• **COSA SI CHIEDE**
Riporta solo il numero di righe dell'elenco in cui compare la stringa "fence". Maiuscole e minuscole vanno distinte.

• **ELENCO FORNITO**
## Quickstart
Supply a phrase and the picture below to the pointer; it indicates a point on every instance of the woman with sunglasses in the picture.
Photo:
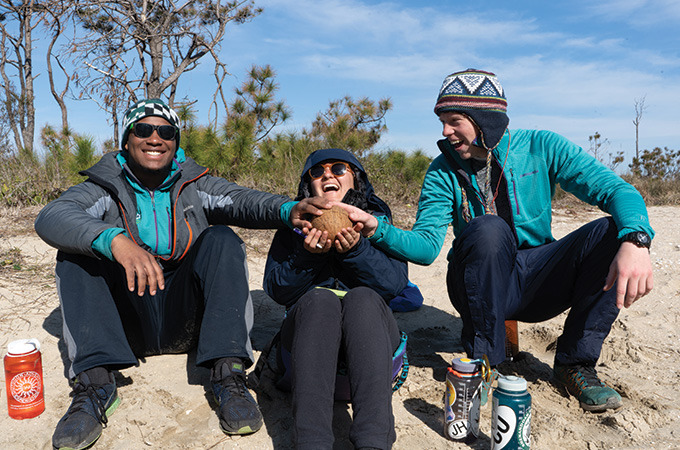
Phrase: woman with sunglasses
(347, 322)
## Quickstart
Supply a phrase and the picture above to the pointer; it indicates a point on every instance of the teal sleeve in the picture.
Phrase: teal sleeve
(588, 179)
(285, 210)
(102, 244)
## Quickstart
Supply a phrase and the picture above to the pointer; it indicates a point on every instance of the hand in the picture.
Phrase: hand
(311, 205)
(315, 237)
(365, 223)
(138, 264)
(631, 269)
(346, 239)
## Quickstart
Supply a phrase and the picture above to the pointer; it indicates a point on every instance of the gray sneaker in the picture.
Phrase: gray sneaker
(239, 413)
(582, 382)
(95, 398)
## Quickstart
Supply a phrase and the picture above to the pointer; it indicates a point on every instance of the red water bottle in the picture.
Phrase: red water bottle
(23, 379)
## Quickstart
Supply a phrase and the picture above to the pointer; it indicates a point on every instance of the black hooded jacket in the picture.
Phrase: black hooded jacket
(291, 270)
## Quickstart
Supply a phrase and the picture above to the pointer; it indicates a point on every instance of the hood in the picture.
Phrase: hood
(362, 196)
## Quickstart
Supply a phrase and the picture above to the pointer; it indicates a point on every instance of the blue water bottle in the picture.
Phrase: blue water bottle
(462, 400)
(511, 414)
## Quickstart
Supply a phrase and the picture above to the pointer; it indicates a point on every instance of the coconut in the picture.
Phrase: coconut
(332, 220)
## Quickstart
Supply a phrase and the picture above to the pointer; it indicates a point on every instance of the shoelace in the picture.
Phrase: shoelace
(586, 376)
(234, 384)
(91, 392)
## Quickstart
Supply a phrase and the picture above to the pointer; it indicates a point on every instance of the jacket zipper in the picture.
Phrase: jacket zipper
(514, 191)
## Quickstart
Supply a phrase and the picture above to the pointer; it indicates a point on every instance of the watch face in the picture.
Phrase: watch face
(639, 238)
(643, 238)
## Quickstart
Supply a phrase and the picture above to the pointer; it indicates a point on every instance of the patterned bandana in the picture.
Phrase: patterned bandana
(146, 108)
(478, 95)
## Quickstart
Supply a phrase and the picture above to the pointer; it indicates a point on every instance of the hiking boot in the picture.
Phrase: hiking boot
(238, 413)
(95, 398)
(582, 382)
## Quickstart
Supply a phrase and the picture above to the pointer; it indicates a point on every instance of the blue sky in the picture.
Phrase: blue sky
(573, 67)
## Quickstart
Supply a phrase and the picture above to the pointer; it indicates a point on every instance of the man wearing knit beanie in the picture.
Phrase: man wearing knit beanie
(146, 265)
(495, 186)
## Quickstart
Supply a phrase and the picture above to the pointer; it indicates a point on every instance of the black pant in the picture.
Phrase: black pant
(362, 328)
(490, 280)
(206, 303)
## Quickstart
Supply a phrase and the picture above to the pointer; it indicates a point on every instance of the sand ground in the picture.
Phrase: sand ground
(165, 398)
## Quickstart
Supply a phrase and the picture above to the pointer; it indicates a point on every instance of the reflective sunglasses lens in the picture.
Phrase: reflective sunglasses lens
(142, 130)
(166, 132)
(316, 171)
(338, 169)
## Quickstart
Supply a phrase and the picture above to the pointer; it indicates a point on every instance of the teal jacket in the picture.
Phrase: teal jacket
(533, 162)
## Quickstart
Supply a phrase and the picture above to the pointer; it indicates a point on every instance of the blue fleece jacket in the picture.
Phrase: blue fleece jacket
(533, 162)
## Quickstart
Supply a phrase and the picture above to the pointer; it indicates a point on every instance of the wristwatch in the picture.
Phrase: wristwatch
(639, 238)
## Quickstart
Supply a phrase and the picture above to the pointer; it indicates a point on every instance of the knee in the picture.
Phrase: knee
(363, 304)
(485, 236)
(319, 303)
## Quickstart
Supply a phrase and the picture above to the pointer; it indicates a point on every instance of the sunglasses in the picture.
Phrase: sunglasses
(338, 169)
(145, 130)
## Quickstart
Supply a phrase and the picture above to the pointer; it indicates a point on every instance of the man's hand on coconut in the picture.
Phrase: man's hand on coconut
(365, 223)
(346, 239)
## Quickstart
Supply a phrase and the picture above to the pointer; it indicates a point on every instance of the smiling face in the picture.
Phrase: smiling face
(150, 158)
(461, 132)
(330, 186)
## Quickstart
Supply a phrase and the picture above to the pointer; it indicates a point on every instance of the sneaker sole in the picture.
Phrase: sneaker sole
(612, 403)
(241, 431)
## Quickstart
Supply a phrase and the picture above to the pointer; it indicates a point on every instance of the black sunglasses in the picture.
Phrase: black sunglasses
(338, 169)
(145, 130)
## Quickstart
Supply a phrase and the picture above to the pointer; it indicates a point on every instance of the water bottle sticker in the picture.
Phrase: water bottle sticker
(525, 430)
(503, 426)
(25, 387)
(458, 429)
(450, 393)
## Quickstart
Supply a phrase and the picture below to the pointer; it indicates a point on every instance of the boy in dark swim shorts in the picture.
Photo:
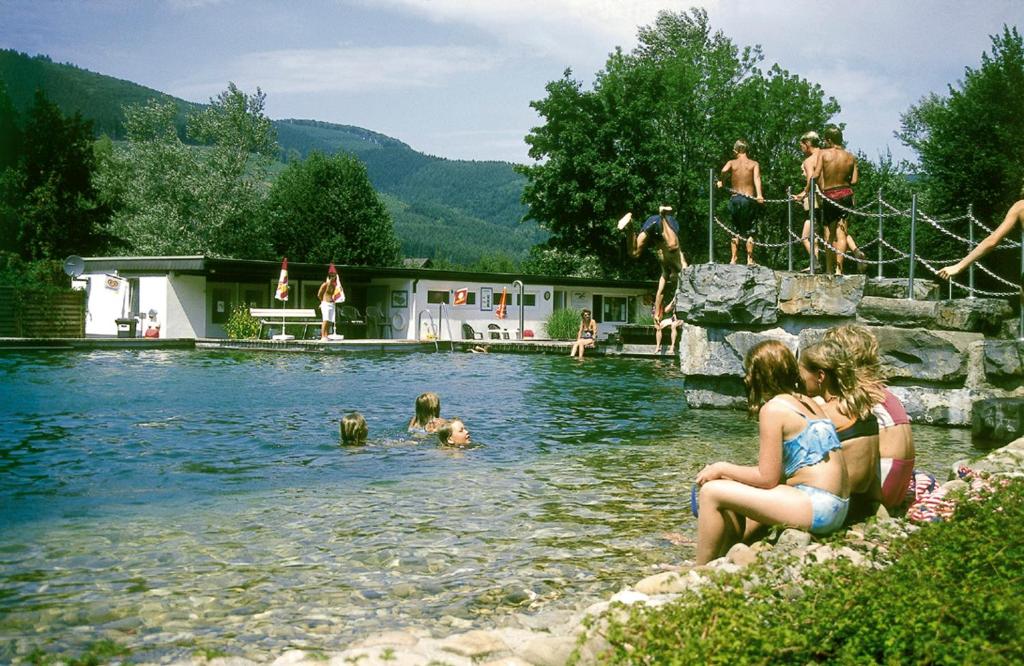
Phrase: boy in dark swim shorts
(663, 231)
(744, 177)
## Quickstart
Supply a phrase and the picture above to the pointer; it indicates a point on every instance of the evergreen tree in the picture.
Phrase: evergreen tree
(324, 209)
(969, 141)
(49, 207)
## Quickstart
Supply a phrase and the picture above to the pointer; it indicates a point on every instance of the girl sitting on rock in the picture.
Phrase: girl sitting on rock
(895, 439)
(847, 393)
(800, 480)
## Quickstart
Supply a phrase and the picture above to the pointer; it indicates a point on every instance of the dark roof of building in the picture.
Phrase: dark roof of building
(258, 271)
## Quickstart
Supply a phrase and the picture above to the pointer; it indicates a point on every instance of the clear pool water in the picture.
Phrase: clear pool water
(179, 501)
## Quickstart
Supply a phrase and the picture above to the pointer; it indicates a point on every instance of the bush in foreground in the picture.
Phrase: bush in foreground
(953, 596)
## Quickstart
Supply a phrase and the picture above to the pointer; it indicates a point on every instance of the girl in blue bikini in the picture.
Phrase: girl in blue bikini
(800, 480)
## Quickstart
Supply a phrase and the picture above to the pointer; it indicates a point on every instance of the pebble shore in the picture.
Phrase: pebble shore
(549, 639)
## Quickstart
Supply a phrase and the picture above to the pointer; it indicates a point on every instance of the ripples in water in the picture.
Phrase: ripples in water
(175, 500)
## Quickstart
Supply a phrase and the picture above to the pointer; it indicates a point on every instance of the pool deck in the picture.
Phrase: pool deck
(333, 346)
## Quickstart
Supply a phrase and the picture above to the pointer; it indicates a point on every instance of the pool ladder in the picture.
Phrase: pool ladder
(435, 330)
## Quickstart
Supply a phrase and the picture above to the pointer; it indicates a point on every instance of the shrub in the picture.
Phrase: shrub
(241, 325)
(563, 324)
(952, 596)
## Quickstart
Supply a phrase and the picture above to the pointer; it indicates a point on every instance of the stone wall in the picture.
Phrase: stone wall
(935, 352)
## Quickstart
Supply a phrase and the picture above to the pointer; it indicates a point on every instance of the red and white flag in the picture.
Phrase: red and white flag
(282, 293)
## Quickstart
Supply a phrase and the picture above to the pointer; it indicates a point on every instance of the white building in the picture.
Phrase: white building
(193, 296)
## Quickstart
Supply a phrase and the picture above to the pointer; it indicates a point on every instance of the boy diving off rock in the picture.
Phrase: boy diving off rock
(663, 232)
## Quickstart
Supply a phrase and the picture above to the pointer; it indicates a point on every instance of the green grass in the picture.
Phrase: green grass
(952, 596)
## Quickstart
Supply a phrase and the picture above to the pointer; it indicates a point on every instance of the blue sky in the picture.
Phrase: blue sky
(455, 78)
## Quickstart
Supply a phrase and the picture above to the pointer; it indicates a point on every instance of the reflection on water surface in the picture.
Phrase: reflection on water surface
(178, 500)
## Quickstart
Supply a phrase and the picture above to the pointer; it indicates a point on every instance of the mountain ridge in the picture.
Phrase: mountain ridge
(454, 210)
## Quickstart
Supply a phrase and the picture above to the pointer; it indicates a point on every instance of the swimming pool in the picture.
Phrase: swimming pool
(181, 500)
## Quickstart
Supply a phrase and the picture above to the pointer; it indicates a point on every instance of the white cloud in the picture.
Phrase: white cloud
(349, 70)
(568, 30)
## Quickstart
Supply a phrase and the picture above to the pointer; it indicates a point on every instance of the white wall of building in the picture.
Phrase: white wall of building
(185, 308)
(108, 300)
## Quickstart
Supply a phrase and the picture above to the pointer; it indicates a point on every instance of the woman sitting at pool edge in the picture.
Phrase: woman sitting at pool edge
(847, 393)
(800, 480)
(586, 336)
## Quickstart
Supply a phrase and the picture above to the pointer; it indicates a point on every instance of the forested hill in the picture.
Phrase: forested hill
(98, 97)
(449, 209)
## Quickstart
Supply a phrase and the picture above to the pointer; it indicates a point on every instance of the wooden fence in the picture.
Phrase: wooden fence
(32, 314)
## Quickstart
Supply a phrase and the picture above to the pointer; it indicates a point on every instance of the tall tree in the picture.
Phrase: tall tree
(49, 207)
(172, 198)
(655, 121)
(969, 142)
(325, 209)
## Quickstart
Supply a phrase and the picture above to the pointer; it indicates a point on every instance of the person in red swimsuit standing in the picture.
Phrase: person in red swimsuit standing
(836, 172)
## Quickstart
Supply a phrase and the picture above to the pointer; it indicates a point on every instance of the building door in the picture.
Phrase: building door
(377, 298)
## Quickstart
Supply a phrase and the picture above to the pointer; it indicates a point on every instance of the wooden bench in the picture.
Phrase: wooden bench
(282, 317)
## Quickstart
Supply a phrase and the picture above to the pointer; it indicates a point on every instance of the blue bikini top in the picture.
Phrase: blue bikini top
(811, 446)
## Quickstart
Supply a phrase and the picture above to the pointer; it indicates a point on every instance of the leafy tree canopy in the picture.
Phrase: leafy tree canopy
(969, 142)
(324, 209)
(170, 198)
(655, 121)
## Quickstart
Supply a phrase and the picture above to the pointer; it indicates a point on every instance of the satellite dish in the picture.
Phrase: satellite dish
(74, 265)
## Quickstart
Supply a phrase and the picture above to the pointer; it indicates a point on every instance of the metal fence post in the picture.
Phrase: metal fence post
(711, 215)
(814, 242)
(970, 271)
(913, 249)
(788, 215)
(1020, 325)
(880, 233)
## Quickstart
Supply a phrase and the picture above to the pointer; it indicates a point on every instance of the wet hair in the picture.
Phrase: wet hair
(857, 387)
(353, 429)
(428, 406)
(859, 342)
(771, 370)
(834, 135)
(811, 137)
(444, 430)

• **RISPOSTA**
4